→ Challenge: Write out every line of the data below as a numbered list, leaving out any blank lines.

→ Dataset rows:
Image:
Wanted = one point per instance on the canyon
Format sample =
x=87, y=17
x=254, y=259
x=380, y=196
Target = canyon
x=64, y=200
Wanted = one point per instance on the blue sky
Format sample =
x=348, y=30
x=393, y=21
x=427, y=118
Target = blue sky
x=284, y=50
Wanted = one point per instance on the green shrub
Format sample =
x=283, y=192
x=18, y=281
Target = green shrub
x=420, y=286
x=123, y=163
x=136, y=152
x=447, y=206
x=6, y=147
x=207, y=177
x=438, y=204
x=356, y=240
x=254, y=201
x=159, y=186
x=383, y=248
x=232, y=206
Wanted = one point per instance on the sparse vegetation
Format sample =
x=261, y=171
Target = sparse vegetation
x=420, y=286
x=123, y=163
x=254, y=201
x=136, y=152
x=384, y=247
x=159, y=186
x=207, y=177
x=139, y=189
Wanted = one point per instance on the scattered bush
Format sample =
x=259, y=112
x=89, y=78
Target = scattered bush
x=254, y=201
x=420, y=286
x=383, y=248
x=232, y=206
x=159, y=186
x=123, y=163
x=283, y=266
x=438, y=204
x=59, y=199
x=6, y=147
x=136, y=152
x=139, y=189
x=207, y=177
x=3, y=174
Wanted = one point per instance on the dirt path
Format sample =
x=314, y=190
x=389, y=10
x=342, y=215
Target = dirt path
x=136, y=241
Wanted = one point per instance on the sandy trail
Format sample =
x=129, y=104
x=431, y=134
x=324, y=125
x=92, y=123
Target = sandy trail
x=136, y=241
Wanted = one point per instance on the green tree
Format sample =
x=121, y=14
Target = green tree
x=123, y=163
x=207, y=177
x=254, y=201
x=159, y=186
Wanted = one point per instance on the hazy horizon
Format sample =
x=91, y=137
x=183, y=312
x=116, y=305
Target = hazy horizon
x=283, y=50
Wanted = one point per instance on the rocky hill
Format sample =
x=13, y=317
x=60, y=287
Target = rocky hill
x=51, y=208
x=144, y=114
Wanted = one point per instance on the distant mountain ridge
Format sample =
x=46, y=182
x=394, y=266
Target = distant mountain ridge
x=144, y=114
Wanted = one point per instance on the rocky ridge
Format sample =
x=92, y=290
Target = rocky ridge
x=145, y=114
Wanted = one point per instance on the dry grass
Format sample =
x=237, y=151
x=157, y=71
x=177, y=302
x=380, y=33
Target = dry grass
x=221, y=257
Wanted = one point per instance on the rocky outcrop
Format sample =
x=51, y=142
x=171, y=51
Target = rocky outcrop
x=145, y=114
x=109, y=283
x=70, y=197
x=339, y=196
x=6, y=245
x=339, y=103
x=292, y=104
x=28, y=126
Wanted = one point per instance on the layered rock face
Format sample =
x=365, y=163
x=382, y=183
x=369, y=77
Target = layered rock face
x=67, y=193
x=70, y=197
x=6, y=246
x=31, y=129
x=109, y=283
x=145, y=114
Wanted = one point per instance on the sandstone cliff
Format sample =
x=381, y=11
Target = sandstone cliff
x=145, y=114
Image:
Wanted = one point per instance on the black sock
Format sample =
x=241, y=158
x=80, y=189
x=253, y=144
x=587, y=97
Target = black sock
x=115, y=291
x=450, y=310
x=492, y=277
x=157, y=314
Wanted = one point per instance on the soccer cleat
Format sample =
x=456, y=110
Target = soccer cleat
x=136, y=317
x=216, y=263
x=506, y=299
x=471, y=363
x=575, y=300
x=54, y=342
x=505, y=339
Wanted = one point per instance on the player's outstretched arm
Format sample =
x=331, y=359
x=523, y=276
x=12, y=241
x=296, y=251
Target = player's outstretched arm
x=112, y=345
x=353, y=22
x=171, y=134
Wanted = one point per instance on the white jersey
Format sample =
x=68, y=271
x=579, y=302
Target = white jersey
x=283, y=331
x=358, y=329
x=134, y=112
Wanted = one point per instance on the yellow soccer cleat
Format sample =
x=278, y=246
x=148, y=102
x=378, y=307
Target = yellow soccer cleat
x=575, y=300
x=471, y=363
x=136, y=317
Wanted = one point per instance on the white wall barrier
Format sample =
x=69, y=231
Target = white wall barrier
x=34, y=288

→ Task response:
1. Image:
2. Wanted = one point per instance on the canyon
3. Format sample =
4. x=87, y=17
5. x=254, y=259
6. x=380, y=196
7. Target = canyon
8. x=64, y=200
9. Wanted = one point per instance on the blue sky
10. Format sample =
11. x=348, y=30
12. x=393, y=21
13. x=427, y=118
14. Target = blue sky
15. x=284, y=50
16. Wanted = one point per instance on the green shrub
17. Format sample =
18. x=283, y=192
19. x=18, y=281
20. Target = green shrub
21. x=420, y=286
22. x=123, y=163
23. x=136, y=152
24. x=447, y=206
25. x=6, y=147
26. x=207, y=177
27. x=438, y=204
28. x=356, y=240
29. x=254, y=201
30. x=159, y=186
31. x=383, y=248
32. x=232, y=206
33. Wanted = one point per instance on the sparse vegetation
34. Format sample =
35. x=261, y=171
36. Target = sparse vegetation
37. x=420, y=286
38. x=123, y=163
39. x=254, y=201
40. x=136, y=152
41. x=384, y=247
42. x=159, y=186
43. x=207, y=177
44. x=139, y=189
45. Wanted = one point per instance on the scattered bush
46. Format sample =
47. x=259, y=112
48. x=89, y=78
49. Target = scattered bush
50. x=254, y=201
51. x=420, y=286
52. x=383, y=248
53. x=232, y=206
54. x=159, y=186
55. x=123, y=163
56. x=283, y=266
57. x=438, y=204
58. x=59, y=199
59. x=6, y=147
60. x=136, y=152
61. x=139, y=189
62. x=207, y=177
63. x=3, y=174
64. Wanted = one point per instance on the dirt path
65. Format sample =
66. x=314, y=190
67. x=389, y=10
68. x=342, y=215
69. Target = dirt path
70. x=136, y=241
71. Wanted = one point per instance on the sandy trail
72. Format sample =
73. x=129, y=104
74. x=431, y=134
75. x=324, y=125
76. x=92, y=123
77. Target = sandy trail
78. x=136, y=241
79. Wanted = one point per instance on the green tree
80. Format sample =
81. x=121, y=14
82. Target = green tree
83. x=123, y=163
84. x=207, y=177
85. x=254, y=201
86. x=159, y=186
87. Wanted = one point per instance on the hazy horizon
88. Format sample =
89. x=91, y=137
90. x=183, y=312
91. x=116, y=305
92. Target = hazy horizon
93. x=283, y=50
94. Wanted = one point per instance on the rocky hill
95. Format sample =
96. x=13, y=317
97. x=60, y=287
98. Target = rocky hill
99. x=51, y=208
100. x=144, y=114
101. Wanted = one point per instance on the distant mountain ridge
102. Format sample =
103. x=46, y=182
104. x=394, y=266
105. Target = distant mountain ridge
106. x=144, y=114
107. Wanted = one point per instance on the rocky ridge
108. Format sample =
109. x=92, y=290
110. Target = rocky ridge
111. x=145, y=114
112. Wanted = one point per instance on the dry grass
113. Format sample =
114. x=237, y=151
115. x=157, y=71
116. x=177, y=302
117. x=380, y=33
118. Target = dry grass
119. x=221, y=257
120. Wanted = one point per instance on the rocky outcrop
121. Format sample =
122. x=51, y=142
123. x=171, y=51
124. Target = rocky outcrop
125. x=145, y=114
126. x=109, y=283
127. x=70, y=197
128. x=339, y=196
129. x=6, y=245
130. x=339, y=103
131. x=292, y=104
132. x=28, y=126
133. Wanted = one point per instance on the layered rock face
134. Format sample =
135. x=365, y=163
136. x=382, y=183
137. x=369, y=77
138. Target = layered rock face
139. x=67, y=193
140. x=70, y=197
141. x=6, y=246
142. x=31, y=129
143. x=109, y=283
144. x=145, y=114
145. Wanted = one point per instance on the sandstone cliff
146. Format sample =
147. x=381, y=11
148. Target = sandstone cliff
149. x=145, y=114
150. Image:
151. Wanted = one point per instance on the black sock
152. Format sample =
153. x=241, y=158
154. x=80, y=189
155. x=253, y=144
156. x=587, y=97
157. Target = black sock
158. x=115, y=291
159. x=450, y=310
160. x=492, y=277
161. x=157, y=314
162. Wanted = one point per instance on the soccer cleat
163. Format sample =
164. x=456, y=110
165. Target = soccer cleat
166. x=136, y=317
167. x=216, y=263
168. x=506, y=299
169. x=471, y=363
170. x=575, y=300
171. x=54, y=342
172. x=505, y=339
173. Wanted = one point per instance on the player's outstretched arm
174. Format sample =
175. x=331, y=359
176. x=523, y=276
177. x=12, y=241
178. x=296, y=251
179. Target = player's outstretched arm
180. x=112, y=345
181. x=353, y=22
182. x=171, y=134
183. Wanted = one point per instance on the white jersey
184. Format sample =
185. x=68, y=271
186. x=579, y=302
187. Target = white jersey
188. x=283, y=331
189. x=358, y=329
190. x=134, y=112
191. Wanted = one point per instance on the yellow soccer cleat
192. Format sample =
193. x=278, y=246
194. x=148, y=102
195. x=378, y=307
196. Target = yellow soccer cleat
197. x=575, y=300
198. x=471, y=363
199. x=136, y=317
200. Wanted = one point per instance on the white wall barrier
201. Format sample =
202. x=69, y=231
203. Target = white wall barrier
204. x=34, y=288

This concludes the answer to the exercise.